• [Problemas e tarefas]:
a: Reescreva, no texto sobre o vírus Sabiá, o trecho que começa nas palavras "Um surto de" e termina em "de 20 anos.", substituindo "surto" por "episódio".
b: Segundo o texto sobre o vírus Sabiá, em qual revista os achados foram publicados?
c: Dê continuidade ao texto sobre o vírus Sabiá a partir de sua última frase.

• [Trecho para leitura]:
☆ ☆ ☆ ☆ ☆
Vírus Sabiá (SABV), causador da febre hemorrágica brasileira, foi detectado em Cotia, em 1990.
Um surto de febre amarela, ocorrido em 2019 na região Sudeste, desencadeou uma nova pesquisa realizada em coparticipação pelo Instituto de Medicina Tropical (IMT) e o Hospital das Clínicas (HC), ambos da Faculdade de Medicina da USP (FMUSP). Dois novos casos de infecção pelo vírus sabiá (SABV), detectado em Cotia nos anos 90, aprofundou a investigação sobre esse agente causador da febre hemorrágica brasileira. Antes, apenas quatro infecções desse tipo haviam sido detectadas no País, a última delas, há mais de 20 anos.
“Fizemos esse estudo durante a epidemia de febre amarela, então nos casos em que não conseguimos fechar o diagnóstico, fomos atrás de outros vírus”, explica a médica Ana Catharina Nastri, da Divisão de Doenças Infecciosas do HC-FMUSP. “Para nossa surpresa, achamos esses dois casos, que são extremamente raros.” Segundo ela, os avanços na anatomia patológica, especialmente na microscopia eletrônica, permitiram um estudo mais aprofundado sobre o Brazillian mammarenavirus, ou vírus Sabiá, trazendo novas informações a respeito de suas manifestações clínicas, histopatologia e possibilidade de transmissão hospitalar. Os achados foram publicados em artigo na revista Travel Medicine and Infectious Disease, em maio deste ano, tendo a médica Nastri como primeira autora e orientação da professora Ana S. Levin, do Departamento de Doenças Infecciosas e Parasitárias da FMUSP.
☆ ☆ ☆ ☆ ☆
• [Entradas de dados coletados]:
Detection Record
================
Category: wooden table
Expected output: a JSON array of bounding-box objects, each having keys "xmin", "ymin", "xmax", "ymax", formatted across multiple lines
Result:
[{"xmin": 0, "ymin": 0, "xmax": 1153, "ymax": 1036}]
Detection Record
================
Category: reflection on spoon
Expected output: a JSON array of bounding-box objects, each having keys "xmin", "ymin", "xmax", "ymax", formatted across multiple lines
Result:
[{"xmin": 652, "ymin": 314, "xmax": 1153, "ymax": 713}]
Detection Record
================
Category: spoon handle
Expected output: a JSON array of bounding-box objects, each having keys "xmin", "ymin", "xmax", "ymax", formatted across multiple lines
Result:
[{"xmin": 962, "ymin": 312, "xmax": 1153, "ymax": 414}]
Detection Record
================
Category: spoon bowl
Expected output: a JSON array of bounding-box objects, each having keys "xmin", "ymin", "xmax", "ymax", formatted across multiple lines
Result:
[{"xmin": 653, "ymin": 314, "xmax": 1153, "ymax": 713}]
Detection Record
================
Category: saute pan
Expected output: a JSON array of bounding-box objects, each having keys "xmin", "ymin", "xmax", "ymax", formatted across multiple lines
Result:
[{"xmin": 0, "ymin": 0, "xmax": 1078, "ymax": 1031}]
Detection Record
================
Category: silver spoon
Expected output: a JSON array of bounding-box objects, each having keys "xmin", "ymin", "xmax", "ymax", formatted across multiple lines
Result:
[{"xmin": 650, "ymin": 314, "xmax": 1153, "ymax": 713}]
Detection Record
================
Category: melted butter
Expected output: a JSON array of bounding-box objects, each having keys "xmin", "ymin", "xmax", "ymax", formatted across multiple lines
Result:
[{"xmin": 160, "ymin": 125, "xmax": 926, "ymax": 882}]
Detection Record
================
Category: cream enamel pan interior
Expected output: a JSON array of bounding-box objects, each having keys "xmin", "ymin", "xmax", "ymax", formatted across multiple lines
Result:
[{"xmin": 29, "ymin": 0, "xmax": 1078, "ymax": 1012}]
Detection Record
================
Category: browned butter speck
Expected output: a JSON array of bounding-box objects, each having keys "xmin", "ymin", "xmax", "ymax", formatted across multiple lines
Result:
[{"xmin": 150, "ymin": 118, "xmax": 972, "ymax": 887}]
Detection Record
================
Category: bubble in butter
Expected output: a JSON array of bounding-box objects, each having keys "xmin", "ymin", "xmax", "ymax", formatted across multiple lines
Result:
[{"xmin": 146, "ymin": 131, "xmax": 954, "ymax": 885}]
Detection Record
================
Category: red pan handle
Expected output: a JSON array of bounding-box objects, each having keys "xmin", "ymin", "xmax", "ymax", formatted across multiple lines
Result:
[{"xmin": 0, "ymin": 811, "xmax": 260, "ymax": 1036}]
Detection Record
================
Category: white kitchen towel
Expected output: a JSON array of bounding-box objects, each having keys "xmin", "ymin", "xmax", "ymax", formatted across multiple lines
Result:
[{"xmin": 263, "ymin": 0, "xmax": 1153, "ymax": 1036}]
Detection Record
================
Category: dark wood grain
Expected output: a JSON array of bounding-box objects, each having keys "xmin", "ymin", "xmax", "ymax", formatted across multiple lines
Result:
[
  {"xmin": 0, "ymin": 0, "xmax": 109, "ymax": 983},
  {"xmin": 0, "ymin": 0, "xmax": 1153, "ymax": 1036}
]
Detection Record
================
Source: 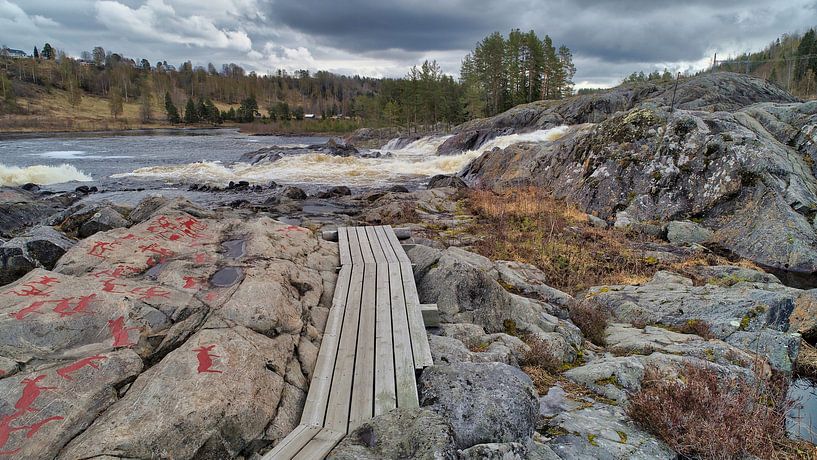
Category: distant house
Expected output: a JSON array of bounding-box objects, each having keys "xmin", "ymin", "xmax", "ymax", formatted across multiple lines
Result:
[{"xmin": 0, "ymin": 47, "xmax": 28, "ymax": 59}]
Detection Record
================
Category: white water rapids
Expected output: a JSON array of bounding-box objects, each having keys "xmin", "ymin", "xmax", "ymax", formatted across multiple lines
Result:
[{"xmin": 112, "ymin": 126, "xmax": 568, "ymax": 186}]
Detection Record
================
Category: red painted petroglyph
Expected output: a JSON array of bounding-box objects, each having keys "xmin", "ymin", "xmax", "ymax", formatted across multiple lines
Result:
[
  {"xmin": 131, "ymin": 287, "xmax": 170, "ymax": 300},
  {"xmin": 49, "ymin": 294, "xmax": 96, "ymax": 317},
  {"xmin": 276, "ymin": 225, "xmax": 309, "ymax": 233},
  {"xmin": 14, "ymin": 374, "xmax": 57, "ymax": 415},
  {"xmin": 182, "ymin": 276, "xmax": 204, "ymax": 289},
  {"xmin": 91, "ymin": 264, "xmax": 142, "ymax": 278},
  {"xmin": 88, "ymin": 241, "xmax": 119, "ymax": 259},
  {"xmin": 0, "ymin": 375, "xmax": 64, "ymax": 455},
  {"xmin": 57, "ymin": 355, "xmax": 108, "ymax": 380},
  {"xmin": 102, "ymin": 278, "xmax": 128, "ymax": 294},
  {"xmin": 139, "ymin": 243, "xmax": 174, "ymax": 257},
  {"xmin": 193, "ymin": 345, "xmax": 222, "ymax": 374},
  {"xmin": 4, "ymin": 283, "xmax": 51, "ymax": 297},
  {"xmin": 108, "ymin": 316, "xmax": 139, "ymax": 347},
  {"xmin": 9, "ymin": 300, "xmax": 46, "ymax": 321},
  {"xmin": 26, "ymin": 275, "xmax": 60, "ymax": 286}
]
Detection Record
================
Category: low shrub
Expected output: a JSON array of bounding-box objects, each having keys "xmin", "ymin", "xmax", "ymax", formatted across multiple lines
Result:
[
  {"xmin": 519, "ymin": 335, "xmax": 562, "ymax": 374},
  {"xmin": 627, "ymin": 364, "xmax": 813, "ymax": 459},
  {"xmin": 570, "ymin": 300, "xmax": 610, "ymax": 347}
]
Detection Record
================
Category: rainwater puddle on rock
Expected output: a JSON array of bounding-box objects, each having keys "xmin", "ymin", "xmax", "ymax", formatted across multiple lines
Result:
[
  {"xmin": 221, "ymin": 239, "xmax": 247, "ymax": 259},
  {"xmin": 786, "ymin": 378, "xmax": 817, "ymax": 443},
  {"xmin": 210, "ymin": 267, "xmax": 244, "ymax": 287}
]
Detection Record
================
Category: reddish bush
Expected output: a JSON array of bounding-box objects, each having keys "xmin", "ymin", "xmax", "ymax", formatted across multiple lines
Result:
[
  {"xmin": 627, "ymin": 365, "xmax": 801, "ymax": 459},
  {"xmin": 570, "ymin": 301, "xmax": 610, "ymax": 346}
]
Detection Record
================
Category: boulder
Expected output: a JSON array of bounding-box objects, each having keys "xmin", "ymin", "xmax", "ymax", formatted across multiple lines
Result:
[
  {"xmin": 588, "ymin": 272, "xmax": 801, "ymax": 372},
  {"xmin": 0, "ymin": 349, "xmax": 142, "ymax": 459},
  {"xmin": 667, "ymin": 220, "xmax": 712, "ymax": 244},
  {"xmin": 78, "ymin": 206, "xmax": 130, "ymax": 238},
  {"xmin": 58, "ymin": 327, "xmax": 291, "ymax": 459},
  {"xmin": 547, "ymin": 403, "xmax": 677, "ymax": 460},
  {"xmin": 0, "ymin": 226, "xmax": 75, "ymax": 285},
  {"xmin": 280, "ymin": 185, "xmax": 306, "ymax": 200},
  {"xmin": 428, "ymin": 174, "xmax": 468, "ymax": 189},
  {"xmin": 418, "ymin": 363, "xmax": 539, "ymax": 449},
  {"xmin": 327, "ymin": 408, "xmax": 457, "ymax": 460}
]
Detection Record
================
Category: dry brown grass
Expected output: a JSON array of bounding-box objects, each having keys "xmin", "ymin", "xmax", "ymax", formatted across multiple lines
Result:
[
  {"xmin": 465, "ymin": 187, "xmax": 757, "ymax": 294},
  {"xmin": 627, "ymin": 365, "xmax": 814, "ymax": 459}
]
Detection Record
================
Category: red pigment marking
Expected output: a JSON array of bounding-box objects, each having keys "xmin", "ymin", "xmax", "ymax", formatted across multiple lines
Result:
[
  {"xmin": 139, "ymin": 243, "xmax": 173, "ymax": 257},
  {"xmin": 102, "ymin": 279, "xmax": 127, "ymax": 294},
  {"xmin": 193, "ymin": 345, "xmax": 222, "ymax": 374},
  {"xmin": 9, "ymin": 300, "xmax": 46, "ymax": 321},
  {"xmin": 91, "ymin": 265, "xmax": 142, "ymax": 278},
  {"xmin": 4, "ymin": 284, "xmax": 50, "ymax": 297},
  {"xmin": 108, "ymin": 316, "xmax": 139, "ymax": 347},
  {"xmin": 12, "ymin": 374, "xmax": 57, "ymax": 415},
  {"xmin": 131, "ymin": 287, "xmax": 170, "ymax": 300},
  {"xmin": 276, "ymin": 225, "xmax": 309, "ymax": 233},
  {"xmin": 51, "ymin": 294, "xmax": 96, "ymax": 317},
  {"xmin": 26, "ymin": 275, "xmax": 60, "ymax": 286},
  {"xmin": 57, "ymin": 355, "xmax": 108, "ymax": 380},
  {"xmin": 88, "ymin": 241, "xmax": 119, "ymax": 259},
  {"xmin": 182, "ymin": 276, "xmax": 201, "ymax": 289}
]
☆ ☆ ☆ ☆ ☆
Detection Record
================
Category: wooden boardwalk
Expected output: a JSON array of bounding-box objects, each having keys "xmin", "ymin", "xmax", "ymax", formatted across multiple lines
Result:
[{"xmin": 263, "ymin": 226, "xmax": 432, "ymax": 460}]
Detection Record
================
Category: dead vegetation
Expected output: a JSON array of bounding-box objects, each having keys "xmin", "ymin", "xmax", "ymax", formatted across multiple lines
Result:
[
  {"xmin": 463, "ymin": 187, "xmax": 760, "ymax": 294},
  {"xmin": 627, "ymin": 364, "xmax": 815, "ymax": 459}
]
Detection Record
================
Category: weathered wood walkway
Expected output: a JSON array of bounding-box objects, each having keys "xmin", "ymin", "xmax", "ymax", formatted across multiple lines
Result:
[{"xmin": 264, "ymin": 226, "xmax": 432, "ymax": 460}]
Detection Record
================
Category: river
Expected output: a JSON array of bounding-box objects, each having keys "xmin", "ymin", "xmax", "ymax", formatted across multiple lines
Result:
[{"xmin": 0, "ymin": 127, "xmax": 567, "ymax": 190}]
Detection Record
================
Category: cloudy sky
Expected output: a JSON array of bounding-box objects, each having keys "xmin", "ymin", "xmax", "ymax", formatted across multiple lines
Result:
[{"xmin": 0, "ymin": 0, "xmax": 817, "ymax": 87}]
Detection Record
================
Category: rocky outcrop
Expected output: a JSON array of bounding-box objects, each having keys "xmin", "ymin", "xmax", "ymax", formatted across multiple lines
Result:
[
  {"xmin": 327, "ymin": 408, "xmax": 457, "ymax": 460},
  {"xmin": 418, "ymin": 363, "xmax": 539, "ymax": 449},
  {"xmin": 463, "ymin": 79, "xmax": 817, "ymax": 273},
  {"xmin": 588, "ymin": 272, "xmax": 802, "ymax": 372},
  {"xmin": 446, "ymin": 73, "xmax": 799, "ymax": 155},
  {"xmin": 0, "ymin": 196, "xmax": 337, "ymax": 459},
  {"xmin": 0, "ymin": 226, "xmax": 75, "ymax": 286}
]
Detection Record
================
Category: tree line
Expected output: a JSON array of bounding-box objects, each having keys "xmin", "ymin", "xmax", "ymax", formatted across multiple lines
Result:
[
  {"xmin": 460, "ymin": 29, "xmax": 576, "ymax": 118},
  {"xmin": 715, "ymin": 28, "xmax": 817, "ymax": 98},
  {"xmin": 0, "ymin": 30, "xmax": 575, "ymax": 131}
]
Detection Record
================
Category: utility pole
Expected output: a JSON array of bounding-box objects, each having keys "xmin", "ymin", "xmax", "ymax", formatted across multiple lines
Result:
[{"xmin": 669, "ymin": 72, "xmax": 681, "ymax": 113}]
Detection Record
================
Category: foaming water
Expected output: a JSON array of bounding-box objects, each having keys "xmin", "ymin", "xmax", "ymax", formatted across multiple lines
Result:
☆ ☆ ☆ ☆ ☆
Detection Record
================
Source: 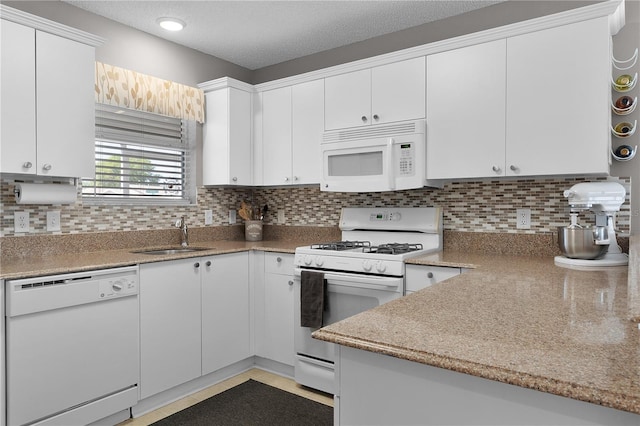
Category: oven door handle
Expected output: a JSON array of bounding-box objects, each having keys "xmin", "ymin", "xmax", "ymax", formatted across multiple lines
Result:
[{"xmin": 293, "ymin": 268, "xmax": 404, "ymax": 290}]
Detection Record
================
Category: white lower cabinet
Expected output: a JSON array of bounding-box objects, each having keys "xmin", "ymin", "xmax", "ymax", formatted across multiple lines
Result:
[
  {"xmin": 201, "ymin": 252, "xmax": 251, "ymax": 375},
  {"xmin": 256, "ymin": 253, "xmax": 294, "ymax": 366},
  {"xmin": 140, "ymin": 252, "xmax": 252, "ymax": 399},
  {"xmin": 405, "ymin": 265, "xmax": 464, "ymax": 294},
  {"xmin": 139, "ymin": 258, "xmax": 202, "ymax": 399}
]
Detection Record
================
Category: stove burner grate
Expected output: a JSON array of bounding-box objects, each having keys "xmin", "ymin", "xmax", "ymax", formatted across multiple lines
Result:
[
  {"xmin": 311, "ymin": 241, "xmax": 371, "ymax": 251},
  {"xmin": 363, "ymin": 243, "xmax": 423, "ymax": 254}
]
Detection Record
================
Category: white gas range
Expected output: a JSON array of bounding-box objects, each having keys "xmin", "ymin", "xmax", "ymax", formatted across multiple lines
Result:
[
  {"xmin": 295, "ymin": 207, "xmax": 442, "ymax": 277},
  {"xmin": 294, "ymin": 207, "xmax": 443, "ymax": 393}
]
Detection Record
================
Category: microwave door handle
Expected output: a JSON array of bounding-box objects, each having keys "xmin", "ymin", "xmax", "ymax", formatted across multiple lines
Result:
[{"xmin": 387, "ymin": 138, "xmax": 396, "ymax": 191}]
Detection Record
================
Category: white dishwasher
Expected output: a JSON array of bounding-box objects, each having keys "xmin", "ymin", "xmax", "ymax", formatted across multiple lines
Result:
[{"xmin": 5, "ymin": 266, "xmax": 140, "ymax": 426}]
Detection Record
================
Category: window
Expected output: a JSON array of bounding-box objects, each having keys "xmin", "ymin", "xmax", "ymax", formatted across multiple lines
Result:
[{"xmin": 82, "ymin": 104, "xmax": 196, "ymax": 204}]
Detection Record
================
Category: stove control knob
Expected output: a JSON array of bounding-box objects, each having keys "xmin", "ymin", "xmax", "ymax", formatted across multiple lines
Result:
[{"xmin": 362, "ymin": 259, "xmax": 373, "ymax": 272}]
☆ ☆ ☆ ☆ ☆
• [Resultados das tarefas]:
a:
Um episódio de febre amarela, ocorrido em 2019 na região Sudeste, desencadeou uma nova pesquisa realizada em coparticipação pelo Instituto de Medicina Tropical (IMT) e o Hospital das Clínicas (HC), ambos da Faculdade de Medicina da USP (FMUSP). Dois novos casos de infecção pelo vírus sabiá (SABV), detectado em Cotia nos anos 90, aprofundou a investigação sobre esse agente causador da febre hemorrágica brasileira. Antes, apenas quatro infecções desse tipo haviam sido detectadas no País, a última delas, há mais de 20 anos.

b: Na revista Travel Medicine and Infectious Disease.

c:
Vírus Sabiá O nome do agente patogênico é uma referência ao bairro Sabiá, localizado no município de Cotia, onde suspeita-se que a primeira vítima tenha sido infectada. Embora existam vários tipos de Mammarenavirus descritos em diferentes países da América do Sul, o SABV é característico do Brasil. “Alguns desses vírus possuem o ciclo viral mais bem conhecidos, já o nosso vírus sabiá possui pouquíssimos dados”, diz a médica. “Ainda não sabemos qual é o seu reservatório na natureza, a forma de transmissão, e se existiria infecção através do contato inter-humano.”
Previamente ao estudo, apenas quatro infecções por SABV haviam sido registradas. Ao que tudo indica, uma delas ocorreu na cidade de Cotia, em 1990, e outra, na cidade do Espírito Santo do Pinhal, em 1999, ambas localizadas na zona rural do Estado de São Paulo. Nos dois casos, o contágio acometeu trabalhadores rurais que vieram a falecer em decorrência de complicações da febre hemorrágica. As outras duas infecções ocorreram em trabalhadores de laboratório que, provavelmente, foram infectados enquanto manipulavam o vírus. Ambos sobreviveram.
"Caso A e Caso B” Os dois novos casos detectados, chamados no estudo conduzido no Hospital das Clínicas de “Caso A e Caso B”, ocorreram nas cidades de Sorocaba e Assis (no interior de São Paulo), respectivamente, e ambos os pacientes foram admitidos no Hospital das Clínicas (HC) com hipótese diagnóstica de caso grave de febre amarela. O primeiro foi um homem de 52 anos que havia caminhado pela floresta na cidade de Eldorado (170 quilômetros ao sul de São Paulo) e passou a apresentar sintomas como dor muscular, dor abdominal e tontura. No dia seguinte, ele desenvolveu conjuntivite, sendo medicado em um hospital local e depois liberado. Quatro dias depois, foi internado novamente com febre alta e sonolência. Suspeitou-se de febre amarela e ele foi transferido para o Hospital das Clínicas.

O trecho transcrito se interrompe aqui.